** Begin PAGE TEXT **

FIG. 1 is a schematic partial cross-section of a choke system 100 in accordance with an embodiment of the invention connected to a rotating control device (RCD) 200. Choke system 100 may be used in a drilling system and more particularly in a drilling operation in which it is desirable to apply back pressure on the returning drilling fluid. Thus, in an exemplary embodiment, choke system 100 may be connected to RCD 200, which may in turn be connected to a blowout preventer (BOP) stack (partially shown at 10), which in turn may be coupled to a well casing that extends into a wellbore. A drill string 25 may extend through RCD 200 and the BOP stack and into the casing. In some embodiments, RCD 200 includes a housing 101 and a flowline 112 may connect choke system 100 to RCD 200 via an inlet channel 212 and an outlet channel 214 through the wall of housing 101. In some embodiments, to reduce the risk of blockage, the ID of flowline 112 may be greater than the ID of inlet channel 212 and less than the ID of outlet channel 214.

In some instances, such as sub-sea operations, the system may be installed as a part of a sub-sea riser. The system may be designed as a riser joint with locking system for the RCD and an integrated choke system. In a configuration like this, the system can be installed at any pre-determined depth to optimize the pressure curves for the well. In embodiments in which the system is installed as a part of a sub-sea riser, the rig's original mud handling system may be used as originally intended and MPD operations can be controlled and operated outside of the rig, leaving the rig unmodified, thereby reducing the deck space needed for MPD equipment.

** End PAGE TEXT **
** Begin SUPPLIED INFORMATION **

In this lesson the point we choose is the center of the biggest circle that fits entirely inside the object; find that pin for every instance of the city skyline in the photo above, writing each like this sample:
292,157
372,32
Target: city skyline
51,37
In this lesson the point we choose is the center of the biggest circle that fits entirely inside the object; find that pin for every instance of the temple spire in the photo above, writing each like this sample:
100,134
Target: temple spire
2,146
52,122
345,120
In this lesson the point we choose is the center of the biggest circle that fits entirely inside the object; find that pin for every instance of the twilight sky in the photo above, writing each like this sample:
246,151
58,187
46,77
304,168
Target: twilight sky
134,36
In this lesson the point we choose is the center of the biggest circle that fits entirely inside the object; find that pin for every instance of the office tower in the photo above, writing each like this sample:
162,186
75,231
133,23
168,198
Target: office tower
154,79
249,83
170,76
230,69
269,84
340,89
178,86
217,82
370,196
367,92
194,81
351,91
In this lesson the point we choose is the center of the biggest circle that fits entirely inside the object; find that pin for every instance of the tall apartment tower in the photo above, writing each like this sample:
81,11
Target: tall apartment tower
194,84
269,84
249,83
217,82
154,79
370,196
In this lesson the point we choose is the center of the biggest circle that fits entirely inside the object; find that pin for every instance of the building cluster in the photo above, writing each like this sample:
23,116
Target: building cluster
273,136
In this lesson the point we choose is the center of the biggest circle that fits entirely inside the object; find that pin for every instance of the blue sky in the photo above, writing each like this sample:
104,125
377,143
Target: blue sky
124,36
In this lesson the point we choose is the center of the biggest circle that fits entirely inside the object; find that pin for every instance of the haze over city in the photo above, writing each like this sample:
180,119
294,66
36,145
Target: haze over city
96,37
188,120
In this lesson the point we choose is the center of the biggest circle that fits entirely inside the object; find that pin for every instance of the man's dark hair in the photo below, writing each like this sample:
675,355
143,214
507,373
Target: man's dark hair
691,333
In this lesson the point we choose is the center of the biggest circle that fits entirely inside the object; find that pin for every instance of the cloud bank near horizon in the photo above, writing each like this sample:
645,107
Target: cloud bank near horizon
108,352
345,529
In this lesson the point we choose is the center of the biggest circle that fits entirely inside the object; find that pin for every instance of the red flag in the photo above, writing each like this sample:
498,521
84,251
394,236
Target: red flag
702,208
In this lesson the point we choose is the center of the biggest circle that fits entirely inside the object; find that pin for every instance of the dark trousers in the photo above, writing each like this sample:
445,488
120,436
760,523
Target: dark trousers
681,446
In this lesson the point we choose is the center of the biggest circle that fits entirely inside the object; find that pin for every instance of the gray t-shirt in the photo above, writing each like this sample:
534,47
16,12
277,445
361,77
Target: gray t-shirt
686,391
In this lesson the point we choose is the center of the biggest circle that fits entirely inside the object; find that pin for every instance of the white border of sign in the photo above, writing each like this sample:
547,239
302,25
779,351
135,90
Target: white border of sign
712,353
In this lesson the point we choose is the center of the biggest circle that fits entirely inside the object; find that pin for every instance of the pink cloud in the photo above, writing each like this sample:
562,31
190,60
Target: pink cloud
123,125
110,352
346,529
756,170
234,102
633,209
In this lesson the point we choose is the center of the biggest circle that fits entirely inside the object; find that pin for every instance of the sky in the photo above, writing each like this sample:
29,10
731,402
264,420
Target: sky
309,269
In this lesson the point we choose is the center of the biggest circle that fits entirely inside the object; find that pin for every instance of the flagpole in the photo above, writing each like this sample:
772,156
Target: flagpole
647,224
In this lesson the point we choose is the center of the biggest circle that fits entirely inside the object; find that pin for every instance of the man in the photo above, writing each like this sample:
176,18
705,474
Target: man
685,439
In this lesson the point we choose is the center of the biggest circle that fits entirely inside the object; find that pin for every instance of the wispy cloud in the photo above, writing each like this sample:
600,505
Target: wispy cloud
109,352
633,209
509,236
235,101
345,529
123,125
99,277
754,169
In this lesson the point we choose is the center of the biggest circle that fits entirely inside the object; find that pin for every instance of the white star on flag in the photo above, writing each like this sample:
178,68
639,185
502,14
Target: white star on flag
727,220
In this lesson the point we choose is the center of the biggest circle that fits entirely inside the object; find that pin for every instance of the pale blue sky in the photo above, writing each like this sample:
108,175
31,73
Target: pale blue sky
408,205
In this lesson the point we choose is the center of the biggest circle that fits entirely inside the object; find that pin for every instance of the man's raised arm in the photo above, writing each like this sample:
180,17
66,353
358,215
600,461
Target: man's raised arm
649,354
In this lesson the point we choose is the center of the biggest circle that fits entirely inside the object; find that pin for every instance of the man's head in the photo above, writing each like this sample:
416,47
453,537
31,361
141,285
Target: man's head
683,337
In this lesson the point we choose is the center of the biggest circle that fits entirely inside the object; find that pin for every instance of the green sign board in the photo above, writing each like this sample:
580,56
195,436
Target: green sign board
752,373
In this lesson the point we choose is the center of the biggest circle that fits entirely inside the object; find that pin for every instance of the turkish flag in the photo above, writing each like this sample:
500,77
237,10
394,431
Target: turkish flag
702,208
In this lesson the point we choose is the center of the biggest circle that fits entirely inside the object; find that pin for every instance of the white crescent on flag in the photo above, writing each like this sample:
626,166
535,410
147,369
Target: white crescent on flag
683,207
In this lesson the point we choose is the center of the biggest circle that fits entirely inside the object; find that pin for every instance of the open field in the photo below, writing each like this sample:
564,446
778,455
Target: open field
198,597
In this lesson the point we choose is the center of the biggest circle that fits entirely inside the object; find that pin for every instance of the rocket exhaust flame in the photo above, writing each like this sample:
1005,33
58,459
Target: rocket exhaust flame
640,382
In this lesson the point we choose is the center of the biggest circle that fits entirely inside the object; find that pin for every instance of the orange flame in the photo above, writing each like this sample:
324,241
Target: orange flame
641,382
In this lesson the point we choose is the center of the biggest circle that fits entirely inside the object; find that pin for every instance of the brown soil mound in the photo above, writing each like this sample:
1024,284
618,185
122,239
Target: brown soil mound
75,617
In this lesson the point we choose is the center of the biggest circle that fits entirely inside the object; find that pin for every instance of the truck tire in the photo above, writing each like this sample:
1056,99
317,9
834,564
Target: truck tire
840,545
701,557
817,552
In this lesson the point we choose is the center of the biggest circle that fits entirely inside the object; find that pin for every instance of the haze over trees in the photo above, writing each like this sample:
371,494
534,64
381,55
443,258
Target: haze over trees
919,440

** End SUPPLIED INFORMATION **

## STATED GOAL A
Using the choke system text, decide whether each statement agrees with it: (i) the ID of flowline 112 may exceed that of inlet channel 212 but be smaller than that of outlet channel 214; (ii) RCD 200 is coupled directly to the well casing; (iii) when the system is installed as part of a sub-sea riser, the rig's original mud handling system must be replaced. For each, give yes or no with the deciding words quoted.
## STATED GOAL B
Continue the choke system text from its last sentence.

## OUTPUT A
(i) Yes: "the ID of flowline 112 may be greater than the ID of inlet channel 212 and less than the ID of outlet channel 214"
(ii) No: "RCD 200, which may in turn be connected to a blowout preventer (BOP) stack (partially shown at 10), which in turn may be coupled to a well casing"
(iii) No: "the rig's original mud handling system may be used as originally intended"

## OUTPUT B
In some embodiments, the flow may be routed via hoses and/or piping directly to the mud system. For example, in riserless drilling where the riser or a part of the riser above the RCD is removed, drilling fluid may be routed by other means back to the drilling facility or to other means of mud handling systems.

As described in commonly owned U.S. Application No. 16/113,315, in some embodiments, RCD 200 may include a housing 101 containing a seal assembly package (SAP) 213 and a seal tube assembly 210. Housing 101 may include a lower flange 203 adapted to couple to another component, such as a BOP stack 10. Housing 101 defines an RCD flow path 103 that forms a continuous bore with the adjacent equipment. Housing 202 may also include an upper flange 205, which may be used to couple RCD 200 to another component, such as a riser section as discussed further herein below. For example and without limitation, upper flange 205 may be used to couple RCD 200 to one or more of a pump, washing device, or wiper. In some embodiments, upper flange 205 may not be connected to any additional component. In some embodiments, housing 101 may further include one or more additional ports through which fluid may flow into or out of housing 101. In some embodiments, one or more ports may fluidly couple to flanges 109, to which other equipment may be coupled, such as, for example and without limitation, choke manifolds, pressure gauges, static flow check equipment, valves, etc.

As further described in commonly owned U.S. application Ser. No. 16/113,315, seal tube assembly 210 may include a seal tube 263 and bearing assemblies 265. SAP 213 may include an SAP outer body 233, an SAP inner body 231, a mandrel 227, and a sleeve 234 that abuts and seals an outer surface of SAP 213 to the inner surface of housing 101. In some embodiments, SAP 213 may further include a locking ring 215 that mechanically couples to seal tube assembly 210 and locks SAP 213 to housing 101.

Although described above as being positioned atop BOP stack 10, it will be understood that RCD 200 may be included as part of a riser assembly according to any desired configuration. For example, a lower riser section may couple to lower flange 203 of housing 202, and an upper riser section may couple to upper flange 205 of housing 202. Alternatively, to simplify installation and increase the flexibility of the system, the choke system 100 may be connected to a housing that is included as an integrated part of the riser. All connections can be made with flanges, snap-couplings or other suitable connection types.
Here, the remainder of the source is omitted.